**Exercise task:** Make an exact copy of all the data.

Coordinate annotation entries:
# # # #
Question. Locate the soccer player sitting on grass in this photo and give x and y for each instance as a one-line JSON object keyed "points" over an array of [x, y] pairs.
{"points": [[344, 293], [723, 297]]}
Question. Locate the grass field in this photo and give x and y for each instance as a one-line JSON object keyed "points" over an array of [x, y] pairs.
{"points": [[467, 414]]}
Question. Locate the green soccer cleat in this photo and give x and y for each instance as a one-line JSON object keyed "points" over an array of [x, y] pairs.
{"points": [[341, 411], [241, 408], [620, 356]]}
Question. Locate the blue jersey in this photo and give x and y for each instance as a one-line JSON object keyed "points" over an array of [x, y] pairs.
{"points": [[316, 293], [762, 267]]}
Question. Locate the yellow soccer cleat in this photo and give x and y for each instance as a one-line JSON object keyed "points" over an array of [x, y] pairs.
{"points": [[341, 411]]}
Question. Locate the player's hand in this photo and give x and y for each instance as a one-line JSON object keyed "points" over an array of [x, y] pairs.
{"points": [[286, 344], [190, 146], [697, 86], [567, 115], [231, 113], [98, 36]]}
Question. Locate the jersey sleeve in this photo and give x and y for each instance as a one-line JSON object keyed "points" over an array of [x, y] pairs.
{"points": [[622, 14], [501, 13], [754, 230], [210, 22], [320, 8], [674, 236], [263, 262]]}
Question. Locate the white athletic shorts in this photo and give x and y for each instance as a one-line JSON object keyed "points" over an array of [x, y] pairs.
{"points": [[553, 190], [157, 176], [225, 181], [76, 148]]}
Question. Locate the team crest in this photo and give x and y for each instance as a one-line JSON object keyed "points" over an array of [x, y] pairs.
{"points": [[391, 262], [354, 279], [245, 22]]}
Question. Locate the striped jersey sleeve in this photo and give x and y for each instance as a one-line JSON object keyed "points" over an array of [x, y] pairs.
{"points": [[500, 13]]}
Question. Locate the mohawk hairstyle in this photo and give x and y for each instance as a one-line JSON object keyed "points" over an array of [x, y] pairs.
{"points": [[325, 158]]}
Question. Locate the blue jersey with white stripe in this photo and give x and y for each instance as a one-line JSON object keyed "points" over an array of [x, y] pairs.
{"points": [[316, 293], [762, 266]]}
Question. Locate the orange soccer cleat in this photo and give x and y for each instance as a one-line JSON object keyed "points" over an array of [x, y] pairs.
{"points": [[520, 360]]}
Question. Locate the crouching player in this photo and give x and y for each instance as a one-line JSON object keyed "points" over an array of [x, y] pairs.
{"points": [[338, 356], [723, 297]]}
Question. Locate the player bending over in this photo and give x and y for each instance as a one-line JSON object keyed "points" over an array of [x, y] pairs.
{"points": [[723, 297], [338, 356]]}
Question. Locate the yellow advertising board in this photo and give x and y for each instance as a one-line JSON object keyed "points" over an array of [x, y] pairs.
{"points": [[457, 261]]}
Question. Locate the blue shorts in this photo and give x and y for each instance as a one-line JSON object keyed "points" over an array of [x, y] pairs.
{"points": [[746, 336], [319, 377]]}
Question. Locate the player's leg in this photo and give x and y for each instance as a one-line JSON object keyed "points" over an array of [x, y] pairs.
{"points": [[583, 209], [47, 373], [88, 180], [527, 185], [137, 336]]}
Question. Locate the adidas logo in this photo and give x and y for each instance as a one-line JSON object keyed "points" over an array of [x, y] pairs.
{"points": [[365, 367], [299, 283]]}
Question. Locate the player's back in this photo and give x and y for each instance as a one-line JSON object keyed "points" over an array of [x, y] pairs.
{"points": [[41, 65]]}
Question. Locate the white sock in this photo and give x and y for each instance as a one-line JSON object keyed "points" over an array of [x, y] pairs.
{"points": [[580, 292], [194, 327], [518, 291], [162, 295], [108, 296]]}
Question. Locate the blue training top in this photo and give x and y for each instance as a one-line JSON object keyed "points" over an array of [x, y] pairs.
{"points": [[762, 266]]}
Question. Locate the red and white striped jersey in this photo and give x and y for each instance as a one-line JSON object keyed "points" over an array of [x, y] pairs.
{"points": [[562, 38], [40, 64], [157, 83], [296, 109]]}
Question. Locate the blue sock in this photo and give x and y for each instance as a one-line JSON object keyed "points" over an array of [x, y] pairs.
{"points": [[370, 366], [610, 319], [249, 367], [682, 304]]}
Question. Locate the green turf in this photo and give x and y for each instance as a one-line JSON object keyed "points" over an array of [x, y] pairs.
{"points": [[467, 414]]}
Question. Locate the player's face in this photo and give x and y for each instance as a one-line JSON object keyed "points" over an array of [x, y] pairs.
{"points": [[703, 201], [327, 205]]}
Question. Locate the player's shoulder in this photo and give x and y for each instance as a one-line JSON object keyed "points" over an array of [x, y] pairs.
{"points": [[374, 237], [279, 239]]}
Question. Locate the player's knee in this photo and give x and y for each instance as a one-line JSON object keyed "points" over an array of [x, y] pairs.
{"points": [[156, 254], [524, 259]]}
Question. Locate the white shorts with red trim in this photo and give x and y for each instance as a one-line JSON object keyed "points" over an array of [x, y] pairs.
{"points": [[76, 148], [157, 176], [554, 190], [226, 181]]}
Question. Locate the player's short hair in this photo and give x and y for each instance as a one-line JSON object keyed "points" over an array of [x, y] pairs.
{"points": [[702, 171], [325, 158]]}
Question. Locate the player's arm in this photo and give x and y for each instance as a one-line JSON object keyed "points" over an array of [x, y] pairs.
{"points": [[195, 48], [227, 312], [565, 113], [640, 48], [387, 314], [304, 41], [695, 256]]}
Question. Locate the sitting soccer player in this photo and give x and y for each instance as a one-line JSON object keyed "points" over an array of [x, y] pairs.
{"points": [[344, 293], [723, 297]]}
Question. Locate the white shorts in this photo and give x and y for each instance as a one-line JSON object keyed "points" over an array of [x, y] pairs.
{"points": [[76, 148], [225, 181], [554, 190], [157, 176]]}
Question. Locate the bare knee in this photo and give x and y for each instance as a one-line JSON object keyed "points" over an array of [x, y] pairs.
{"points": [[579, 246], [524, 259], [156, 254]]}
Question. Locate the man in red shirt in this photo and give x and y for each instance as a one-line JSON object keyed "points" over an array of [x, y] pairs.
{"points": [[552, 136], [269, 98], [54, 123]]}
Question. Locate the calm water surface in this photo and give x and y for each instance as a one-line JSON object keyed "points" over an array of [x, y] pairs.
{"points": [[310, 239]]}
# # # #
**Written response:**
Question. Locate the soccer player sitting on grass in this photo and give x and y for each instance as a one-line JSON object keyed "points" over an array of [x, y] pairs.
{"points": [[344, 293], [723, 297]]}
Question. Locate the grass field in this photo and give x and y for each instance as a one-line JSON object keyed "points" over an array of [x, y] pairs.
{"points": [[467, 414]]}
Question. Locate the green soccer cleat in this photo and give x and y for each instance as a one-line JSON object keyed "points" over an array of [x, y] pairs.
{"points": [[341, 411], [241, 408], [620, 356]]}
Question. Locate the blue jersey in this photo and give x and y for each instance as a one-line JSON object keyed "points" over an array of [x, y] pairs.
{"points": [[316, 293], [762, 267]]}
Question. Locate the yellow soccer cleat in this photo and give x and y for each instance as a one-line JSON object keyed "points" over an array of [x, y] pairs.
{"points": [[341, 411]]}
Question. Locate the player's hand in this photo and give x and y for each instance as a one-line JSON object keyed "points" over an array of [x, y] pairs.
{"points": [[286, 344], [190, 146], [697, 86], [567, 115], [231, 113], [98, 36]]}
Question. Locate the jersey sleeve in this photo and give x and y for each instance as a one-line JSON object keyed "points" over an array of [x, y] pairs.
{"points": [[622, 14], [501, 13], [754, 230], [210, 22], [320, 8], [674, 236], [263, 262]]}
Question. Locate the white athletic shorts in this photo and give x and y for each instance as a one-line JSON object keyed "points" over an array of [x, y] pairs.
{"points": [[553, 190], [157, 176], [225, 181], [76, 148]]}
Question. Locate the team crest in this photo and give x and y for each instance as a one-line JSON object keyed "points" over an array of [x, y] pairs.
{"points": [[391, 262], [354, 279], [245, 22]]}
Question. Locate the striped jersey sleeve in this photo and give x and y for each instance as a one-line JSON object keyed "points" over an array of [x, y] pairs.
{"points": [[500, 13]]}
Question. Locate the mohawk hairstyle in this photo and give x and y for each instance as a one-line JSON object keyed "points" over an array of [x, y] pairs.
{"points": [[325, 158]]}
Question. Locate the blue jersey with white stripe in this photo and give x and y for each instance as a one-line JSON object keyed "points" over an array of [x, y] pairs.
{"points": [[316, 293], [762, 266]]}
Question. Locate the orange soccer cleat in this photo and give x and y for each instance as a one-line JSON object keyed "points" over an array of [x, y] pairs.
{"points": [[520, 360]]}
Question. Locate the crouching player in this photo and give x and y for each instance as a one-line JSON object keyed "points" over an array of [x, y] pairs.
{"points": [[338, 356], [723, 297]]}
Question. Locate the player bending over in this photo and give x and y for each instance as a one-line JSON object keyed "points" over an array of [x, y] pairs.
{"points": [[723, 297], [338, 356]]}
Question. Locate the yellow advertising board in this photo and give x and y for each instance as a one-line JSON object keyed "points" over an array of [x, y] pairs.
{"points": [[457, 261]]}
Question. Locate the blue shorts in this photo and give x and y for each instance as a one-line JSON object keyed "points" over an array of [x, y] pairs.
{"points": [[746, 336], [319, 377]]}
Question. Locate the player's leg in this photo and give x and y for each instance as a one-line JSON object keyed "points" over an array of [x, y] pairs.
{"points": [[583, 209], [47, 373], [88, 180], [527, 185], [137, 336]]}
Question. Locate the adidas logo in this photo and give x and y for each instance as a one-line JSON object keyed "points" over an array of [x, y] pairs.
{"points": [[365, 367], [299, 283]]}
Question. Locate the player's back in this photo and give x and y for each instance as a one-line JSON object keyed "points" over an array of [x, y] pairs.
{"points": [[41, 65]]}
Question. Locate the white sock in this photo and give x and y for each instance as a one-line JSON object keyed "points" over an array of [x, y] pairs.
{"points": [[580, 292], [194, 327], [518, 291], [162, 295], [108, 296]]}
Question. Locate the blue training top in this photo and give x and y for each instance as a one-line JSON object keyed "points" over an array of [x, y] pairs.
{"points": [[762, 266]]}
Question. Locate the red and white striped jersey in this photo and give x and y for each instance as a one-line JSON object keyed "points" over an array of [x, y] pairs.
{"points": [[562, 38], [40, 64], [157, 83], [296, 109]]}
Question. Locate the blue sock in this photo and give x and y for each instance as a one-line JSON object keyed "points" over an array of [x, y] pairs.
{"points": [[370, 366], [610, 319], [249, 367], [682, 304]]}
Question. Locate the green turf in this photo and give x and y for each instance as a one-line JSON object keyed "points" over an array of [x, y] pairs.
{"points": [[467, 414]]}
Question. Locate the player's face in this photo and give x and y for each instance as a one-line JSON object keyed "points" over an array of [x, y] pairs.
{"points": [[703, 201], [327, 205]]}
Question. Locate the player's shoulder in this photo and give x and y for each instance as a one-line JSON object keyed "points" over an array of [x, y] pairs.
{"points": [[374, 237], [279, 239]]}
Question. Locate the player's knee in this photo and give x and y for each instance as a one-line JSON object keyed "points" over an array of [x, y] pairs.
{"points": [[156, 254], [524, 259]]}
Question. Locate the white shorts with red trim in this photo and give x and y for each instance as a one-line JSON object keyed "points" over an array of [x, y] pairs.
{"points": [[76, 148], [157, 176], [554, 190], [226, 181]]}
Question. Locate the player's short hair in this photo and give x and y for each instance as a one-line JSON object keyed "points" over an array of [x, y] pairs.
{"points": [[702, 171], [325, 158]]}
Question. Locate the player's arm in this photo and give x and y for each instance as a one-line JSON object keyed "points" over an array of [x, y] pairs.
{"points": [[195, 48], [227, 312], [565, 113], [640, 48], [387, 314], [304, 41], [695, 256]]}
Question. Locate the sitting soccer player in this photo and give x and y for each instance as a one-line JSON object keyed "points" over an array of [x, y] pairs.
{"points": [[344, 293], [723, 297]]}
Question. Locate the white shorts in this photo and give x and y for each instance as a one-line JSON object keyed "points" over an array of [x, y] pairs.
{"points": [[76, 148], [225, 181], [554, 190], [157, 176]]}
Question. Locate the bare knee in this photo and give x and y for each instance as a one-line JSON object keyed "points" over an array of [x, y] pairs.
{"points": [[579, 246], [524, 259], [156, 254]]}
Question. Locate the man in red shirt in this photo and give x and y for each instance as a one-line JSON object keyed "points" over an array of [x, y] pairs.
{"points": [[552, 136], [269, 98], [54, 123]]}
Question. Locate the calm water surface in this photo and give x and y for each instance as a one-line JSON object keyed "points" over an array of [x, y] pairs.
{"points": [[310, 239]]}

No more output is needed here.